Point localization data
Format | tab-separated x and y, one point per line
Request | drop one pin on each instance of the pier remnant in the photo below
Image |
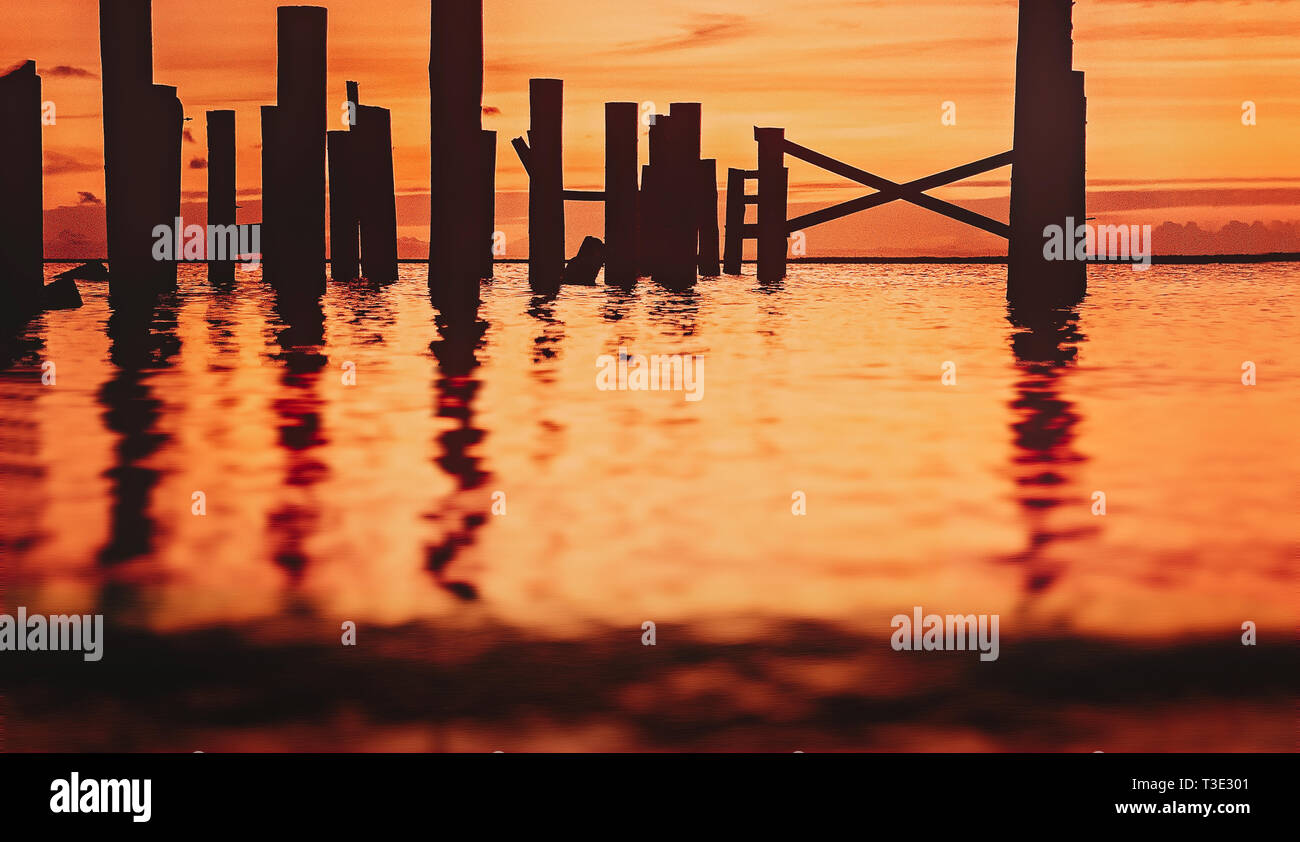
455	148
546	185
21	213
622	124
377	195
221	190
1048	178
300	137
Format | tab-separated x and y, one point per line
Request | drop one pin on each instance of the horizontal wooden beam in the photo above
584	195
889	191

Aim of the exercise ▸ What you return must be every entry, word for word, without any pictures.

Exercise output ▸
Format | tab-separated x and y, one point per line
Request | drop one pin on each instance of the pier remnant in the photo below
Image |
455	148
546	185
21	213
622	124
377	195
221	190
1048	178
300	137
Format | tab-separated x and y, one point per line
Request | drop one pin on each instance of the horizontal wooden beam in the photo above
584	195
889	191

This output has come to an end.